* _TASK PROMPT_: Put each line of the rows below into a JSON list of strings, one string per line, skipping blank lines and leaving out the pictures.
** BEGIN DATA LISTING **
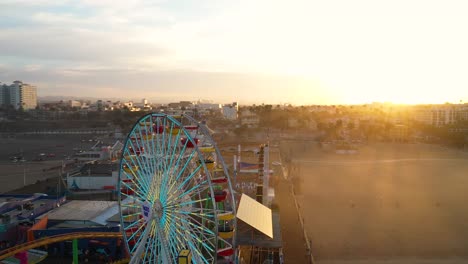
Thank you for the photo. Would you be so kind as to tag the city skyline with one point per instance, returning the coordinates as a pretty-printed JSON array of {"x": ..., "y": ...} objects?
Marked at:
[{"x": 299, "y": 52}]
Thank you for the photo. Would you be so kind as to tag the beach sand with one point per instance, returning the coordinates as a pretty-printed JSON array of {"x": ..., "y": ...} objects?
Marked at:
[{"x": 390, "y": 203}]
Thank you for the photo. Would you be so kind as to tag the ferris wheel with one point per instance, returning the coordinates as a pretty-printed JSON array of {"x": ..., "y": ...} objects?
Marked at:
[{"x": 176, "y": 200}]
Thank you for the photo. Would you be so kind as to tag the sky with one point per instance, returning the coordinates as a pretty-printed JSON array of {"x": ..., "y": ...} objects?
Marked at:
** END DATA LISTING **
* _CORRECT RESULT_:
[
  "Thank you for the photo. Would you be so kind as to tag the city skyline with one point per instance, returning the coordinates as a pretty-printed JSON array of {\"x\": ..., \"y\": ...} objects?",
  "Marked at:",
  "[{\"x\": 299, \"y\": 52}]",
  "Thank you for the photo. Would you be so kind as to tag the beach sand with one point per instance, returning the coordinates as a pretty-printed JSON array of {\"x\": ..., \"y\": ...} objects?",
  "Marked at:",
  "[{\"x\": 390, \"y\": 203}]",
  "Thank you for the photo. Would you be so kind as to tag the ferris wheel with one point per instance, returning the coordinates as a pretty-printed JSON array of {\"x\": ..., \"y\": ...} objects?",
  "Marked at:",
  "[{\"x\": 176, \"y\": 200}]",
  "Thank you for the photo. Would you be so kind as to tag the sky with one point per instance, returning the coordinates as a pretty-printed JSON array of {\"x\": ..., \"y\": ...} objects?",
  "Marked at:"
]